Work instructions: Restate word for word every entry that appears below, skipping its pictures.

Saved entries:
◆ ◆ ◆

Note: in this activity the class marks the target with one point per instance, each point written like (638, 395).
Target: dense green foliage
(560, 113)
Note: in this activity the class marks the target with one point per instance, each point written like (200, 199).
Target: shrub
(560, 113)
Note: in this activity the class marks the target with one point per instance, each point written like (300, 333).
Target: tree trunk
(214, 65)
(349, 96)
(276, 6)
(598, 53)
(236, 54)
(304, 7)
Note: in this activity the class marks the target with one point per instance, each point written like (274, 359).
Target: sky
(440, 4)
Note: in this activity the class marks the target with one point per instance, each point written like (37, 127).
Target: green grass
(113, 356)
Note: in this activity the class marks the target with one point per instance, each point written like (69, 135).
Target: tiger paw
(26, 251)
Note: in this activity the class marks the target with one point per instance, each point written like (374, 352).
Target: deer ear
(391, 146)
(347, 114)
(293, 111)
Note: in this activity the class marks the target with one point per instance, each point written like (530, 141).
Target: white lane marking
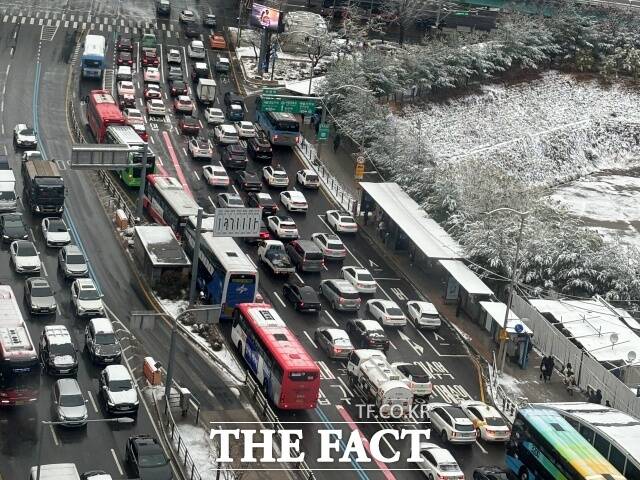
(53, 434)
(117, 462)
(331, 318)
(310, 339)
(93, 402)
(281, 301)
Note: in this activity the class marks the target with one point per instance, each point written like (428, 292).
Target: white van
(56, 471)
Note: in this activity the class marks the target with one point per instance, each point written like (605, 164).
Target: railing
(267, 412)
(335, 188)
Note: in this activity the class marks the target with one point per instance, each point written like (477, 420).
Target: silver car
(72, 262)
(69, 405)
(341, 294)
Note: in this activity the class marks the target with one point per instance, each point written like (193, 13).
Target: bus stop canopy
(468, 280)
(424, 232)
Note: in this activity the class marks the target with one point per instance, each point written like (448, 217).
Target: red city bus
(283, 367)
(19, 363)
(102, 111)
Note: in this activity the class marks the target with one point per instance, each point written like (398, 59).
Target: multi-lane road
(35, 73)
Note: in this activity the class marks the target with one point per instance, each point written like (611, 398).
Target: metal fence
(335, 188)
(591, 374)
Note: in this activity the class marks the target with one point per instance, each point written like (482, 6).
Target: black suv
(57, 352)
(259, 147)
(234, 156)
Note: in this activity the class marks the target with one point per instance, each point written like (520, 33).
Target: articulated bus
(288, 374)
(126, 135)
(281, 128)
(19, 363)
(226, 275)
(102, 111)
(545, 446)
(92, 61)
(168, 203)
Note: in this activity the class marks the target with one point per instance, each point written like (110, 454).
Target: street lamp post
(502, 352)
(43, 423)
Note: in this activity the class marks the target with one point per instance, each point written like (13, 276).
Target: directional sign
(237, 222)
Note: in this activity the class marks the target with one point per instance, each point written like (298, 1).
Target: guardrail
(335, 188)
(267, 412)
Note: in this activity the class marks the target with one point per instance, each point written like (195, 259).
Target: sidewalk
(515, 385)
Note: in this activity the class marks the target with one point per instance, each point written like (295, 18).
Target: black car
(490, 473)
(264, 201)
(12, 227)
(303, 297)
(367, 334)
(234, 156)
(259, 147)
(249, 181)
(178, 87)
(191, 30)
(147, 459)
(125, 44)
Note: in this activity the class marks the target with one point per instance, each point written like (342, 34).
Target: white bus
(93, 57)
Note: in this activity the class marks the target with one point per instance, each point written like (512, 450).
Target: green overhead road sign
(288, 105)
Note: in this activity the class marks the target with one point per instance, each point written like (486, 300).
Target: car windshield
(89, 294)
(74, 400)
(41, 291)
(120, 385)
(59, 349)
(26, 250)
(104, 338)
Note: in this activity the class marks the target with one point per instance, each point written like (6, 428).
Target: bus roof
(94, 45)
(569, 443)
(273, 332)
(172, 191)
(228, 253)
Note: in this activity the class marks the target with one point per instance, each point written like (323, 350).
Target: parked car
(303, 297)
(69, 405)
(39, 297)
(367, 334)
(340, 294)
(334, 342)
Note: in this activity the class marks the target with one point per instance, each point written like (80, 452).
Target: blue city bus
(93, 57)
(226, 275)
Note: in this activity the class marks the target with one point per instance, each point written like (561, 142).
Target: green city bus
(126, 135)
(545, 446)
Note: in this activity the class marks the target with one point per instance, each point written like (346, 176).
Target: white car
(226, 134)
(24, 257)
(216, 175)
(415, 378)
(308, 178)
(341, 221)
(214, 116)
(200, 148)
(487, 421)
(360, 278)
(437, 462)
(275, 176)
(387, 312)
(283, 227)
(133, 116)
(156, 107)
(424, 315)
(55, 232)
(294, 201)
(151, 74)
(451, 423)
(330, 244)
(86, 299)
(195, 49)
(245, 129)
(173, 56)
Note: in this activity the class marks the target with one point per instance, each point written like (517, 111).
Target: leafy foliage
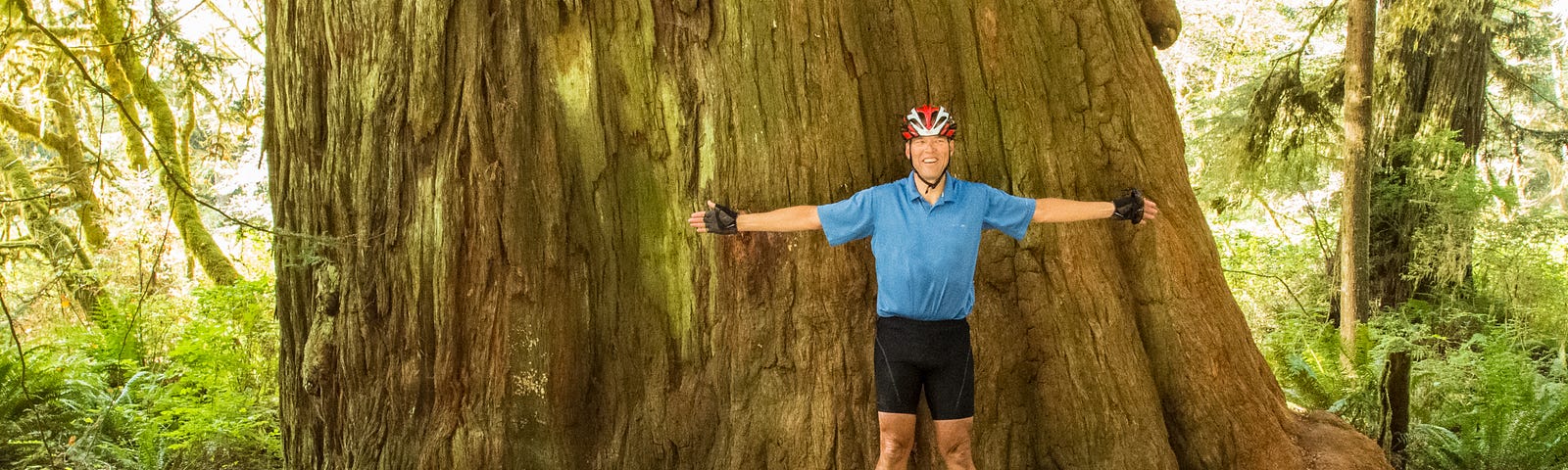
(192, 389)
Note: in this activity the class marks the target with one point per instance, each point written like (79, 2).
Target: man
(925, 235)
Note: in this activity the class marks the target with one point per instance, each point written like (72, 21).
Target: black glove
(1129, 208)
(720, 219)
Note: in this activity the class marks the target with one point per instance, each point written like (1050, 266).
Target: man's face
(929, 156)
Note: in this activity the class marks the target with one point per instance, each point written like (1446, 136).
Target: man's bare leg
(953, 438)
(898, 439)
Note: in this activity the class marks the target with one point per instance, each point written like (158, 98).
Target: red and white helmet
(927, 121)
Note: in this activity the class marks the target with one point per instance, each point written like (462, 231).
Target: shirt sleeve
(847, 219)
(1008, 213)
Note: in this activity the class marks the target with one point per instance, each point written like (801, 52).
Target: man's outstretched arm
(784, 219)
(1066, 211)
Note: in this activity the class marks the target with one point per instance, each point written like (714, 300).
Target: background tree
(1355, 195)
(482, 232)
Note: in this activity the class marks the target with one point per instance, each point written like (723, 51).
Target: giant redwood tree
(483, 262)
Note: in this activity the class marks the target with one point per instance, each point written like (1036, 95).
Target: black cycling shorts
(935, 356)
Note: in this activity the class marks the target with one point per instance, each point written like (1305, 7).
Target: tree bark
(1355, 195)
(59, 243)
(483, 258)
(129, 117)
(78, 176)
(165, 148)
(1439, 83)
(1396, 406)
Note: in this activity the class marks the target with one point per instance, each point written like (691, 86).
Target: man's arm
(1066, 211)
(784, 219)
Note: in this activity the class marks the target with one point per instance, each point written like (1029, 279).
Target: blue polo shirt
(925, 253)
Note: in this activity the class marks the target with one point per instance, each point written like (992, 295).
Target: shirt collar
(951, 192)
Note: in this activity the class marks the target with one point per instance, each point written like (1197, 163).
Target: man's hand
(718, 219)
(1134, 208)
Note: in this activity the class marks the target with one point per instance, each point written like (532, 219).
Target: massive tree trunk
(483, 260)
(1437, 74)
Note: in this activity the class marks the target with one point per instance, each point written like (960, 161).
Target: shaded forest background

◆ ◆ ◆

Exercise answer:
Note: in this activity the class marks the target with one point per instance, each point written like (638, 395).
Target: dense green foliage
(560, 113)
Note: in this activity the class marks the target with one point per instance, each point written like (200, 199).
Target: shrub
(560, 113)
Note: in this activity the class marks the target with one point per instance, each point written like (300, 333).
Target: tree trunk
(214, 65)
(349, 96)
(276, 6)
(598, 53)
(236, 54)
(304, 7)
Note: in this activity the class marks the target with one point per instance, each point written like (274, 359).
Target: sky
(440, 4)
Note: in this activity the class marks the target with one point per instance, each point written like (37, 127).
Target: green grass
(113, 356)
Note: in this activity the class marks the target with one point per instance, each point written like (69, 135).
Target: tiger paw
(26, 251)
Note: in this activity the class marks the target with one point per instance, each point written like (374, 352).
Target: deer ear
(391, 146)
(347, 114)
(293, 111)
Note: in this activity the class marks the target with one point per instance, each point written like (530, 141).
Target: white lane marking
(53, 434)
(117, 462)
(331, 318)
(310, 339)
(93, 402)
(281, 301)
Note: in this activity the class marks the target with one point per instance, each point written like (428, 292).
Target: white van
(56, 471)
Note: in this activity the class marks the target with one point per instance, each point written like (605, 164).
Target: railing
(267, 412)
(335, 188)
Note: in this activity the class marks the target with one point per instance, each point written like (477, 420).
Target: silver car
(72, 262)
(69, 405)
(341, 294)
Note: in this activity the class marks the target with one point per instance, each point written like (193, 13).
Target: bus stop canopy
(468, 280)
(424, 232)
Note: in this activity the class marks the target with one point per instance, each point written like (448, 217).
Target: red city bus
(283, 367)
(19, 363)
(102, 111)
Note: in this activity the class marks the target with one point per instance, each point written like (398, 59).
Target: multi-lane road
(35, 73)
Note: in this activity the class marks the target with one point per instance, each point written like (611, 398).
Target: metal fence
(335, 188)
(591, 374)
Note: in this activity the class marks the target with one point per instance, each point written like (482, 6).
Target: black suv
(57, 352)
(259, 147)
(234, 156)
Note: in this activity the class marks the target with one point per instance, each point written like (520, 33).
Target: articulated bus
(288, 374)
(126, 135)
(281, 128)
(19, 363)
(226, 275)
(102, 111)
(545, 446)
(92, 61)
(168, 203)
Note: in this activity the class marks the target with one point per instance, each point written like (110, 454).
Target: street lamp post
(502, 352)
(43, 423)
Note: in this activity the class marks the target with one point per instance, each point written like (13, 276).
Target: directional sign
(237, 222)
Note: in this activity the class marks the target with one point per instance, each point written like (298, 1).
Target: guardrail
(335, 188)
(267, 412)
Note: in this activity the class marks the target with one point per instance, each point written like (195, 259).
Target: sidewalk
(515, 385)
Note: in this activity the class marks the target with one point per instance, each point written like (295, 18).
Target: black car
(490, 473)
(264, 201)
(12, 227)
(303, 297)
(367, 334)
(234, 156)
(259, 147)
(249, 181)
(178, 87)
(191, 30)
(147, 459)
(125, 44)
Note: in this activity the class marks the target with one point per instance, each point written like (342, 34).
Target: white bus
(93, 57)
Note: in this activity the class marks the target with one point per instance, each point written like (512, 450).
Target: green overhead road sign
(288, 105)
Note: in this activity the class marks the target with one point per instance, each point written like (486, 300).
Target: car windshield
(89, 294)
(74, 400)
(41, 291)
(120, 385)
(59, 349)
(26, 250)
(104, 338)
Note: in this activity the class marks the target with one point per instance, each point written like (6, 428).
Target: bus roof
(94, 45)
(569, 443)
(273, 332)
(172, 191)
(228, 253)
Note: in this activity the class marks the target with one point per instance, each point written like (323, 350).
Target: parked car
(303, 297)
(69, 405)
(39, 297)
(367, 334)
(340, 294)
(334, 342)
Note: in this activity the class marks the target with one point per instance, each point written like (80, 452).
Target: blue city bus
(93, 57)
(226, 275)
Note: in this activity the class marks the target with one point per instance, each point written like (561, 142).
Target: green city bus
(126, 135)
(545, 446)
Note: in this activity the class marks the target with one point per instance, each point written like (346, 176).
Target: white car
(226, 134)
(24, 257)
(216, 175)
(415, 378)
(308, 178)
(341, 221)
(214, 116)
(200, 148)
(487, 421)
(360, 278)
(437, 462)
(275, 176)
(387, 312)
(283, 227)
(133, 116)
(156, 107)
(424, 315)
(55, 232)
(294, 201)
(151, 74)
(451, 423)
(330, 244)
(86, 299)
(195, 49)
(245, 129)
(173, 56)
Note: in this activity the class marks the target with one point per instance, each point written like (517, 111).
Target: leafy foliage
(192, 389)
Note: in this activity the class marks the target with one point per instance, each point written like (79, 2).
Target: man
(925, 235)
Note: in this activity the class marks the target with one point per instance, each point written like (72, 21).
Target: black glove
(1129, 208)
(720, 219)
Note: in this activity the class marks the target with one point per instance, each point written like (1050, 266).
Target: man's face
(929, 156)
Note: in this activity the class marks the target with one point per instance, each point written like (1446, 136).
Target: man's bare leg
(953, 438)
(898, 439)
Note: in this activity the class marks the target with one point per instance, each point written like (158, 98).
Target: red and white helmet
(927, 121)
Note: in this activity the class marks the target with one point per instance, each point written like (462, 231).
Target: shirt sleeve
(847, 219)
(1008, 213)
Note: in this activity the class marks the target with one point per instance, each point written like (801, 52).
Target: man's outstretched arm
(784, 219)
(1066, 211)
Note: in this activity the class marks the target with one point per instance, each point written like (714, 300).
Target: background tree
(1355, 195)
(482, 232)
Note: in this activity the class marks the target with one point per instance, each point written like (723, 51).
Target: giant redwood tree
(483, 262)
Note: in this activity the class marks the target with one point per instance, each point written like (1036, 95).
Target: black cycling shorts
(935, 356)
Note: in this activity the class marks the target with one point per instance, each point written like (1305, 7).
Target: tree bark
(1355, 195)
(59, 243)
(483, 258)
(129, 117)
(78, 176)
(165, 148)
(1439, 83)
(1396, 406)
Note: in this activity the class marks the target with one point per instance, each point written like (691, 86).
Target: man's arm
(1066, 211)
(784, 219)
Note: in this activity the class marks the target with one point per instance, each point written like (1029, 279).
Target: blue polo shirt
(925, 253)
Note: in this activity the class marks the target with one point per instance, each point written like (992, 295).
Target: shirt collar
(951, 192)
Note: in this activity the class marks the target with one point per instance, each point written like (1197, 163).
Target: man's hand
(718, 219)
(1134, 208)
Note: in this activity the class marks the target with one point per instance, each point written like (532, 219).
Target: massive tree trunk
(483, 260)
(1437, 74)
Note: in this activity the class marks the target with one point per instance, each point written like (960, 161).
Target: shaded forest background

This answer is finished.